Which lines in the entries below contain the word "every"? Report each of them in full, treating capital and lowercase letters as different.

##### Data provided #####

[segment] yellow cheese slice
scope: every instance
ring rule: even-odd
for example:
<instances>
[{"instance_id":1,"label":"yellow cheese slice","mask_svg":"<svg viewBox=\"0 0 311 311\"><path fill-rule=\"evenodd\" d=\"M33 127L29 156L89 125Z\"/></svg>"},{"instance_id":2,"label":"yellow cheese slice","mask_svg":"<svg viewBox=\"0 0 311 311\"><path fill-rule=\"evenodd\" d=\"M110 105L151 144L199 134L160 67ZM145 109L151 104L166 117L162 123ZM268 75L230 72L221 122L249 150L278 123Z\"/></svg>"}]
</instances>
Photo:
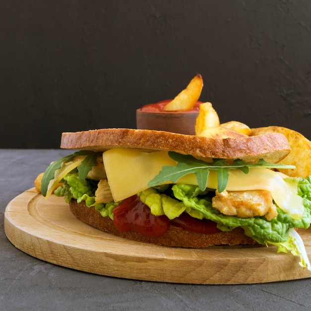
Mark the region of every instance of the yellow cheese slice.
<instances>
[{"instance_id":1,"label":"yellow cheese slice","mask_svg":"<svg viewBox=\"0 0 311 311\"><path fill-rule=\"evenodd\" d=\"M107 177L115 201L128 198L148 188L148 184L164 165L175 165L167 152L142 152L141 150L118 148L103 154ZM232 169L226 190L270 191L277 205L295 219L301 218L304 211L303 199L284 180L288 176L263 167L251 168L248 174ZM179 183L197 185L194 174L181 178ZM169 183L169 182L167 182ZM207 187L217 188L217 172L211 170Z\"/></svg>"}]
</instances>

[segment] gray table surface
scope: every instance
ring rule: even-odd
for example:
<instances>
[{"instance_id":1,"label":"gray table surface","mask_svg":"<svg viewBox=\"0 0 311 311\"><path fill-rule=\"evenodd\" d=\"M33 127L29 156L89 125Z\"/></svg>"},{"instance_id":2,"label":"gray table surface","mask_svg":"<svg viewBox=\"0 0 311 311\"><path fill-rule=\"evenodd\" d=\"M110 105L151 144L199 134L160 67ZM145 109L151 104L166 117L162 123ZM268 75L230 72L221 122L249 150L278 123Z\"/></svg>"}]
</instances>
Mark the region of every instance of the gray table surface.
<instances>
[{"instance_id":1,"label":"gray table surface","mask_svg":"<svg viewBox=\"0 0 311 311\"><path fill-rule=\"evenodd\" d=\"M0 150L0 310L311 310L311 279L237 285L137 281L59 266L18 250L5 234L6 205L70 152Z\"/></svg>"}]
</instances>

#####

▶ Answer to the task:
scope: every instance
Mark the region of every instance of the yellow cheese slice.
scope: every instance
Mark the region of every instance of the gray table surface.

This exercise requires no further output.